I am not going to preach a regulation sermon today. Instead, I am going to tell you something that happened to me which really preached its own sermon to me. The older I get the more I find that those are the sermons that really make a difference to me in my life, the ones that God preaches through what happens to us. The event that I am talking about, the moment of grace, has to do with that. A few years ago I was asked to give some lectures in tandem with an extraordinary American black woman named Maya Angelou. Several things that took place then were eloquent with meaning to me and I want to share them with you.

Maya Angelou, for those of you who don't know her, is a kind of renaissance woman. She has done all sorts of things. She is a writer; she has written a number of autobiographical works including one wonderful one called I Know Why the Caged Bird Sings; she is a singer; she has been a dancer; she worked with Martin Luther King during the Civil Rights period in the sixties; she has written an opera, etc. At one point, because of economic necessity, she tells how she worked as a prostitute for a brief time. She is a remarkable looking woman; she is my age; she is tall; she is black; she is gorgeous; she has tremendous presence. When she comes in a room, the whole room lights up.

There we were to do these lectures together in San Francisco. We were both there to tell our stories one way or the other. I told some of my story in the first lecture and the same man who introduced me got up to introduce Maya Angelou. He talked about who she was and how she grew up in the little town of Stamps, Arkansas, in the 1930's, the height of racism, segregation, dire poverty, in continual fear of their lives in many ways. After he introduced her that way he said, "She will now tell you her story and you will find it is a very different story from the one you have just heard from Frederick Buechner," i.e., me.

As he said, "She is going to tell a very different story from the one you have just heard from Frederick Buechner," I could see Maya Angelou sitting in the front row shaking her head back and forth.

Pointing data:

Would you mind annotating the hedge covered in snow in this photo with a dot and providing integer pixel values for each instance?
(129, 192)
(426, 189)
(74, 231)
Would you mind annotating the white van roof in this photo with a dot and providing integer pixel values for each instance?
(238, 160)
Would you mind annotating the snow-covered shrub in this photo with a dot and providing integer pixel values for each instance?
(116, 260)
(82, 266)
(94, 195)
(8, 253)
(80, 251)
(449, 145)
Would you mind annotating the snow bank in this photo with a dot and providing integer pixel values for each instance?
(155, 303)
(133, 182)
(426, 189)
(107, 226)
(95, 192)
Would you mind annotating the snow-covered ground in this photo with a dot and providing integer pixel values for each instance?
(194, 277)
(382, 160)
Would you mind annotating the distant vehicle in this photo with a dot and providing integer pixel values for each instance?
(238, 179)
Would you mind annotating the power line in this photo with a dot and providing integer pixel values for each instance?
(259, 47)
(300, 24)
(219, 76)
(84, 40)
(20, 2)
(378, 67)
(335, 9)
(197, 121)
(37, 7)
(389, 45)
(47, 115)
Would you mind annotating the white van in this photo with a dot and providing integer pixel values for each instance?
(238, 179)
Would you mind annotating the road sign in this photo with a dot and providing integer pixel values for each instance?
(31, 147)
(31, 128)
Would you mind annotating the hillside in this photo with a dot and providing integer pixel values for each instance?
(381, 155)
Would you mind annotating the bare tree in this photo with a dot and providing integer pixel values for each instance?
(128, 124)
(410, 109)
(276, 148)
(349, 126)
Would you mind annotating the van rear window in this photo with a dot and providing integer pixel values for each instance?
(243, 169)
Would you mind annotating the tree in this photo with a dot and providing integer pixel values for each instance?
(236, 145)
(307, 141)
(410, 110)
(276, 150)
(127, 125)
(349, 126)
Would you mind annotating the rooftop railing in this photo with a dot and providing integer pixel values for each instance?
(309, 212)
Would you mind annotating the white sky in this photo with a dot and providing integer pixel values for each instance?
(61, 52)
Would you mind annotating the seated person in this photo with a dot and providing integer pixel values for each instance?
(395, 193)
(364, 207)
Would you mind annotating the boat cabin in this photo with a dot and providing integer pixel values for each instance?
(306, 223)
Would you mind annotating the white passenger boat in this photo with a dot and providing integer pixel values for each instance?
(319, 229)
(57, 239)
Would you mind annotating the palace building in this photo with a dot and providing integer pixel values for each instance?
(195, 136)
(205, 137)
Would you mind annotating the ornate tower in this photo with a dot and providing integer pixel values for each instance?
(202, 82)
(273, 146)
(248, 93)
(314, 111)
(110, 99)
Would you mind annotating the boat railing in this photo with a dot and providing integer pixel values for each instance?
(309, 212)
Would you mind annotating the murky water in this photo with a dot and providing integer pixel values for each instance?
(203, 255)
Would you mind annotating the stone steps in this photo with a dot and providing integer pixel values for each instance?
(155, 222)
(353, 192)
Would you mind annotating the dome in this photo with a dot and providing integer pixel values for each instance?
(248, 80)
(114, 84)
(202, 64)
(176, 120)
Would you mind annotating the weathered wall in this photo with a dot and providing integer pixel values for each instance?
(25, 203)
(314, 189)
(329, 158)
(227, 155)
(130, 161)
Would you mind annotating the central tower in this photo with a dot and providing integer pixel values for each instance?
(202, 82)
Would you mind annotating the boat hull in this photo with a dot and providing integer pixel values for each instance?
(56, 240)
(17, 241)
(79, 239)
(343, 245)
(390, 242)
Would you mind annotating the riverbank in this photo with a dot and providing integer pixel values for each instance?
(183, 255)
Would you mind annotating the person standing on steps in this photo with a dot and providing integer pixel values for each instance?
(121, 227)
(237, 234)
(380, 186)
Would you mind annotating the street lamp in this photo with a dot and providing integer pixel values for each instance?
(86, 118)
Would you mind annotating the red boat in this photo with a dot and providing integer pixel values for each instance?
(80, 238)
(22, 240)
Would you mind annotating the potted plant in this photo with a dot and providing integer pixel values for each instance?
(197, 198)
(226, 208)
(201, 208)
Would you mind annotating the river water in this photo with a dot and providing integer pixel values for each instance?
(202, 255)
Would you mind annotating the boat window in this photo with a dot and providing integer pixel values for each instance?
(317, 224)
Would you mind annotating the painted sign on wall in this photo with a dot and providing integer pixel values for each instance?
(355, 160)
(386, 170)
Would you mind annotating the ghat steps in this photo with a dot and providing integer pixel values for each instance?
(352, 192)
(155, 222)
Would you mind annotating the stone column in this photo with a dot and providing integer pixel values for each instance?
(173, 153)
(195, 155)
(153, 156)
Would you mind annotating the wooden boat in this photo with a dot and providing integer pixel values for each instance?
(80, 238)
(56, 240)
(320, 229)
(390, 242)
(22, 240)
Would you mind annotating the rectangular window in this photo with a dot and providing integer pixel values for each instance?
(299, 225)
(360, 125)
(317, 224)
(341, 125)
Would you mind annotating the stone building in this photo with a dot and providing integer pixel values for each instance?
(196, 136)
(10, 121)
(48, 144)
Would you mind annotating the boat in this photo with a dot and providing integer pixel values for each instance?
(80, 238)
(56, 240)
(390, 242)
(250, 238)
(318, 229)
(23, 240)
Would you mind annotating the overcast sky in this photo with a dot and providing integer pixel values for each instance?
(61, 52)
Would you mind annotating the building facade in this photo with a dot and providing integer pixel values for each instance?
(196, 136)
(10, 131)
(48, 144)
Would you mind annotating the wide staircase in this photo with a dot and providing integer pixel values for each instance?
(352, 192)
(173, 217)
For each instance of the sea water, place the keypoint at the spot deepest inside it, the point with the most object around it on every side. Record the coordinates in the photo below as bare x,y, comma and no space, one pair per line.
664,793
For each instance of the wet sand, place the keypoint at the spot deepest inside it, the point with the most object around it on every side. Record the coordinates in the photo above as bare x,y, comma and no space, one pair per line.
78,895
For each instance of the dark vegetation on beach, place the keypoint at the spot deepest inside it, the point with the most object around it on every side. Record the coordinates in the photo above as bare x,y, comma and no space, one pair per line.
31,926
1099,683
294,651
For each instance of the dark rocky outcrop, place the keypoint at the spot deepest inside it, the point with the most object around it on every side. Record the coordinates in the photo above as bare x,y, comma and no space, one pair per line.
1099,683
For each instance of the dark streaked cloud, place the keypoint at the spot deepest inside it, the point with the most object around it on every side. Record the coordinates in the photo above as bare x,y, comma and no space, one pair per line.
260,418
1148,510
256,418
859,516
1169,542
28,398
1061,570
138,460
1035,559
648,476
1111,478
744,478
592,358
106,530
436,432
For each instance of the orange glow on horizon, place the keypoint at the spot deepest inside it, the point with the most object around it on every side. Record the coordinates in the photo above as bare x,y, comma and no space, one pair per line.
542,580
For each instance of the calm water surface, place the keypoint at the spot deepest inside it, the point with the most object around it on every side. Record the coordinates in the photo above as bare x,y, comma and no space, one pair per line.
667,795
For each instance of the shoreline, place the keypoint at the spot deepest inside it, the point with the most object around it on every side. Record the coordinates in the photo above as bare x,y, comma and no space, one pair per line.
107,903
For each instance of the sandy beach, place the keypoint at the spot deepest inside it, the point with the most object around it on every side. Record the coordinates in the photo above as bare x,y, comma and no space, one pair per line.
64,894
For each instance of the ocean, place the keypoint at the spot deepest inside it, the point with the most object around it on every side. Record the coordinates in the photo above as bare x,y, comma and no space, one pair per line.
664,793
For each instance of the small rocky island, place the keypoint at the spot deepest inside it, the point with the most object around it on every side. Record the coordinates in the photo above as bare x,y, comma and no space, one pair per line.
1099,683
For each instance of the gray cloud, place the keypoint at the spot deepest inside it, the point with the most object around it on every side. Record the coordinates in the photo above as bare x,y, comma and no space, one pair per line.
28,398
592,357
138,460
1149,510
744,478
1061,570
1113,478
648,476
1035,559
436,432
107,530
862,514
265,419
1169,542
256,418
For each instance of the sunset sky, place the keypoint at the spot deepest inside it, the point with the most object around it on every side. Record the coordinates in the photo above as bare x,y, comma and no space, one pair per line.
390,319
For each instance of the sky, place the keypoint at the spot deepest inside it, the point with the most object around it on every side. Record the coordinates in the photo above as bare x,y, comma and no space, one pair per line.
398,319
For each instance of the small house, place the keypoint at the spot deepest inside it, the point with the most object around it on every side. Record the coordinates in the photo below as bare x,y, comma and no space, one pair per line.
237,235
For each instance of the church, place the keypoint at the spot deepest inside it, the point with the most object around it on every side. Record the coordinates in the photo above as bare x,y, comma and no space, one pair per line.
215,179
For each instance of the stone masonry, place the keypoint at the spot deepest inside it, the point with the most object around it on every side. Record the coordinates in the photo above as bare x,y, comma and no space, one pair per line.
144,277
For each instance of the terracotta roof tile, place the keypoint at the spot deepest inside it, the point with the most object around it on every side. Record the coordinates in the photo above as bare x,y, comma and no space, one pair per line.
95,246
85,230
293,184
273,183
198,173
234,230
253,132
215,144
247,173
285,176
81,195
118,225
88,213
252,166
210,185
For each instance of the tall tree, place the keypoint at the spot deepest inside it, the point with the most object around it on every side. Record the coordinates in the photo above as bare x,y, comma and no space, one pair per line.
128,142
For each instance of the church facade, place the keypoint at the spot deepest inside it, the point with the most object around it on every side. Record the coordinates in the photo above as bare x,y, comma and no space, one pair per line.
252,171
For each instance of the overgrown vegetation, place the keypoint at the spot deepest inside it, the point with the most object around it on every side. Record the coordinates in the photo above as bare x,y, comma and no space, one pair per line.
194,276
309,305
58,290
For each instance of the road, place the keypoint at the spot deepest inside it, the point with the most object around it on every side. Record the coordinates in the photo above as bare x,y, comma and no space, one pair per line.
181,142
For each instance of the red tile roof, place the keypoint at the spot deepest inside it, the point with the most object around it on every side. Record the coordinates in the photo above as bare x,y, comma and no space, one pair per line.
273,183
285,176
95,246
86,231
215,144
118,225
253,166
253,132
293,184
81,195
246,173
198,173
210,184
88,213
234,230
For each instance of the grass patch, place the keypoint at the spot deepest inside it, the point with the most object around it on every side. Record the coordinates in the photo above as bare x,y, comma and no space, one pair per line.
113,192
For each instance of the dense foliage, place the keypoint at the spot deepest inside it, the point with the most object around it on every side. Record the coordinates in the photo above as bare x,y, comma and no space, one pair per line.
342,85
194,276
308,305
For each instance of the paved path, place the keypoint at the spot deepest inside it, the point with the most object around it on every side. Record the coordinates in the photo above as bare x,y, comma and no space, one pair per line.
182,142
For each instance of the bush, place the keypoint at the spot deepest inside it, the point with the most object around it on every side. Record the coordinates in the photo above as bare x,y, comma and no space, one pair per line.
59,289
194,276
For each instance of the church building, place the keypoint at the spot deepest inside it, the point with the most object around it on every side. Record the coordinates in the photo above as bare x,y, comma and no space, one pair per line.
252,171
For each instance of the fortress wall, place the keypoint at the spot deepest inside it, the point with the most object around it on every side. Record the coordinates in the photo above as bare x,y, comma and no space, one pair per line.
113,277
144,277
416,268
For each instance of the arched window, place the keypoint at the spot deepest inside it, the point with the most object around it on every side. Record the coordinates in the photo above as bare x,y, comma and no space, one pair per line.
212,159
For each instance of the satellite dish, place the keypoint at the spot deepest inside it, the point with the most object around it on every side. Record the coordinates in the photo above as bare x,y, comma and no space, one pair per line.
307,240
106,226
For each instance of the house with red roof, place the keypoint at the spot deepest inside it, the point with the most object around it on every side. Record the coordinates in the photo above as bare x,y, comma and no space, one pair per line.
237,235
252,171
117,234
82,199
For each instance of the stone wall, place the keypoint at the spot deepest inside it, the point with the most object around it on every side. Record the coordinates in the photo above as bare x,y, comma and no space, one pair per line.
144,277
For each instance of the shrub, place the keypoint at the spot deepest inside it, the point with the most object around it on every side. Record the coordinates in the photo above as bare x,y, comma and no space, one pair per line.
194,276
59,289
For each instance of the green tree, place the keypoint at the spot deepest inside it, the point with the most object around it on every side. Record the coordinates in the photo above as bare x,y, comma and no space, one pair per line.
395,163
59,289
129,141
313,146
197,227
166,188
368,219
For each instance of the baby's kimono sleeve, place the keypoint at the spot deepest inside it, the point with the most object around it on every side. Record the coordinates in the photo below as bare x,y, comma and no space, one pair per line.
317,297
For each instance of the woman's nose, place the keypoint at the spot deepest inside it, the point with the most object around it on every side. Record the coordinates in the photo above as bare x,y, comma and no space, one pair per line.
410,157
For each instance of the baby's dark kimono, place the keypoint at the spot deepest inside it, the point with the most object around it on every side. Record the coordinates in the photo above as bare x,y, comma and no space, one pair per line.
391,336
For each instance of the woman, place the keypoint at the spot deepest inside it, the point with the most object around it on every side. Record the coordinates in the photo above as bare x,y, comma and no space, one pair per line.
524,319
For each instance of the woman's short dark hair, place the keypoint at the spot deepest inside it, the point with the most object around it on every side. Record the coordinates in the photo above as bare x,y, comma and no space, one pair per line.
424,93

**PROBLEM TO WORK ON**
Decide whether each of the following statements agrees with the sermon, and answer yes or no for each one, quoting the sermon's exact words that settle it. 1. The lectures given with Maya Angelou took place in San Francisco. 2. Maya Angelou grew up in Stamps, Arkansas, in the 1950's. 3. A different man introduced Maya Angelou from the one who had introduced the speaker.

**WRITTEN REPLY**
1. Yes: "There we were to do these lectures together in San Francisco."
2. No: "how she grew up in the little town of Stamps, Arkansas, in the 1930's"
3. No: "the same man who introduced me got up to introduce Maya Angelou"